RE: [Jenkins] poor handling of offline slaves


> -----Original Message-----
> From: Kristian Waagan [mailto:kristian.waagan@oracle.com]
> Sent: Thursday, 31 May 2012 1:45 AM
> To: builds@apache.org
> Subject: [Jenkins] poor handling of offline slaves
> 
> Hi,
> 
> Currently there are several jobs that have been hanging on a Linux executor
> for several days because windows1 is offline.

I've fixed the disk space issue by:

1. Clearing out some junk from Maven and/or poorly configured jobs that don’t
Clean up their workspaces.

2. I added a 80GB disk to replace the 40GB one.

>  In addition, there are a bunch
> of jobs that have been in the queue for days.

They will catch up.

### [WHAT YOU WILL DO]
• 1. In the Jenkins email, swap "disk" for "drive" and write out the passage from "I've fixed the" to "will catch up.".
• 2. Please resume the Jenkins email reply from the point where it stops.
The data after the email plays no part in this.

### [DATA SHOWN]
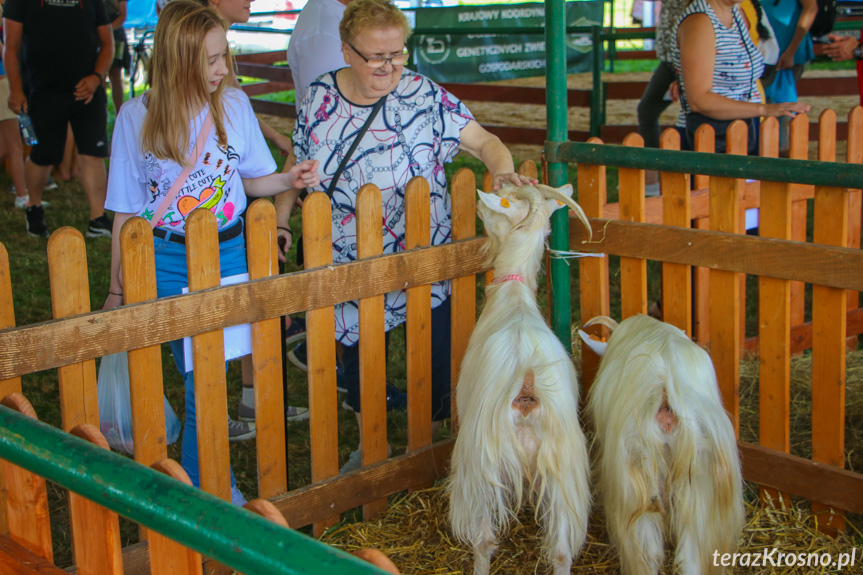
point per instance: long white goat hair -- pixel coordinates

### [ANSWERS GIVEN]
• 1.
I've fixed the drive space issue by:

1. Clearing out some junk from Maven and/or poorly configured jobs that don’t
Clean up their workspaces.

2. I added a 80GB drive to replace the 40GB one.

>  In addition, there are a bunch
> of jobs that have been in the queue for days.

They will catch up.

• 2.
> It appears that Jenkins lets the "multi OS" jobs wait for a very long time
> before giving up on waiting for a slave. A few questions:
>   a) Is it possible to have Jenkins fail a job already occupying an executor slot if
> it has to wait for too long?

If it is occupying an executor that means the build is running and/or stuck.
If stuck they can be configured to die after a while. With Windows builds this 
Does not always work.

>   b) There's only one windows slave. Are there any plans to add another
> Windows slave (preferably on a different box than windows1)?

Not currently. When running well, there is never much of a queue demand for it.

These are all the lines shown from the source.